• _EXERCISE REQUIREMENTS_: Read the records and gather each line that includes "instance".

Saved data entries
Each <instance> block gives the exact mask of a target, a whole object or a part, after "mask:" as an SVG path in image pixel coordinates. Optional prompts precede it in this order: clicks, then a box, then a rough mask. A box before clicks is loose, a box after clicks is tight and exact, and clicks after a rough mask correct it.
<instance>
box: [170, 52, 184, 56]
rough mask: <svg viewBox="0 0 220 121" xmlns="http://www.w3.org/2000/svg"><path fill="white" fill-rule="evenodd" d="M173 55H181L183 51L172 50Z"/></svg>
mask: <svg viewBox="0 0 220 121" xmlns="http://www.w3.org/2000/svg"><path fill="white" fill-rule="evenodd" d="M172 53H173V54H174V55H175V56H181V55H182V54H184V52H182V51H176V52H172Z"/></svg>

• _EXERCISE SOLUTION_:
Each <instance> block gives the exact mask of a target, a whole object or a part, after "mask:" as an SVG path in image pixel coordinates. Optional prompts precede it in this order: clicks, then a box, then a rough mask. A box before clicks is loose, a box after clicks is tight and exact, and clicks after a rough mask correct it.
<instance>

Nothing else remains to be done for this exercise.